→ Source extract:
- - - - -

Roark settles in to his new job and tries to concentrate on the interior structures rather than on the exteriors. He goes down to the construction site of one building and strikes up a conversation with Mike, one of the builders. They discuss the lack of real experience in building by most architects and learn that both have worked for Henry Cameron. Mike learns about Roark’s reputation but does not care.

Francon calls Roark to his office with an assignment. A client wants an office building like one designed by Henry Cameron. Francon gives Roark directions to adapt Cameron’s design along more classical lines, but Roark refuses. He begs for the opportunity to design the building as Cameron would have, but Francon becomes irate and fires Roark. Over the next several months, Roark goes from firm to firm, but his reputation for arrogance has preceded him. One day he reads an article by Gordon Prescott on the need for new ideas in modern architecture. When Roark goes to see Prescott, he is told that his designs are immature and undisciplined.

- - - - -

(Object point labels)
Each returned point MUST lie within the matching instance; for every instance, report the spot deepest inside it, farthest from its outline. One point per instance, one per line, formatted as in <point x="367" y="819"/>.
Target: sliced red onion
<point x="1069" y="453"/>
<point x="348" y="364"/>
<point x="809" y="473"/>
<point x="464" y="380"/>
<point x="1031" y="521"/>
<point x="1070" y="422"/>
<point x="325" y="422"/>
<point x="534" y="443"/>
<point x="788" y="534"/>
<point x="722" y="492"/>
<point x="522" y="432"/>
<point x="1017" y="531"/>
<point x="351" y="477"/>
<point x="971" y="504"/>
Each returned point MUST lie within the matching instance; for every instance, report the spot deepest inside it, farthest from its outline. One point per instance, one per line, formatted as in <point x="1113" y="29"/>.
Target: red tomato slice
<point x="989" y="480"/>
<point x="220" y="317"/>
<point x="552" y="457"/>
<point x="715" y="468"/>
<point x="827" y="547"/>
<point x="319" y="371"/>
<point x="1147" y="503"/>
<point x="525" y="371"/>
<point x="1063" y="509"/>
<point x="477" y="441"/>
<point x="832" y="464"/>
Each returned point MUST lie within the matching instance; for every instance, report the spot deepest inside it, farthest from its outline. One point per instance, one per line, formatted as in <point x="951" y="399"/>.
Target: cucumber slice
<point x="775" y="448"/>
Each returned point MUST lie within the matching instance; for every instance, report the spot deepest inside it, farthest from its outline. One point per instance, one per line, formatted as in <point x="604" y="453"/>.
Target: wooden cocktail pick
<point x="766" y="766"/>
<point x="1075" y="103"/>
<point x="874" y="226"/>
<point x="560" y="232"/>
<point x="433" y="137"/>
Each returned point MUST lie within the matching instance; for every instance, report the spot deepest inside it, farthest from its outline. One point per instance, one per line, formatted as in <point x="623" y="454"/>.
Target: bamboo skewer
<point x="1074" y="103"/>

- - - - -

→ What this exercise asks:
(a) In the plot summary about Roark, what is Roark told about his designs when he goes to see Gordon Prescott?
(b) Output the part of the plot summary about Roark starting at "Roark settles in" and ending at "does not care.".
(c) Continue the plot summary about Roark with the next part, following on from its last sentence.

→ Responses:
(a) He is told that his designs are immature and undisciplined.

(b)
Roark settles in to his new job and tries to concentrate on the interior structures rather than on the exteriors. He goes down to the construction site of one building and strikes up a conversation with Mike, one of the builders. They discuss the lack of real experience in building by most architects and learn that both have worked for Henry Cameron. Mike learns about Roark’s reputation but does not care.

(c)
Roark finally is hired at a firm led by John Eric Snyte, who collects architects representing different styles. Roark is hired as the modernistic representative. Meanwhile, the builders’ union goes on strike, which brings construction to a halt. Ellsworth Toohey, who has become a leading columnist in the papers of Gail Wynand, is supportive of the strikers. He speaks at a union rally at which Peter Keating finds Katie, who is transfixed by her uncle’s speech. Keating tries to get her away from the rally, but she refuses. Then Keating is caught up in Toohey’s call for unity—merging the self into the common good.

The next day, Wynand gives Toohey a raise in salary. Toohey tries to reject it, stating that he will not accept a bribe to be quiet. Wynand says that he is not bribing him and that Toohey should not flatter himself. After the strike ends, Keating goes to visit Francon and finds a beautiful young girl calling on him. She is Dominique, Francon’s daughter, and she has written a negative review of a private residence designed by Keating. Francon is furious but Dominique refuses to back down. Keating hopes to meet her, though he recognizes that this might prove to be a mistake.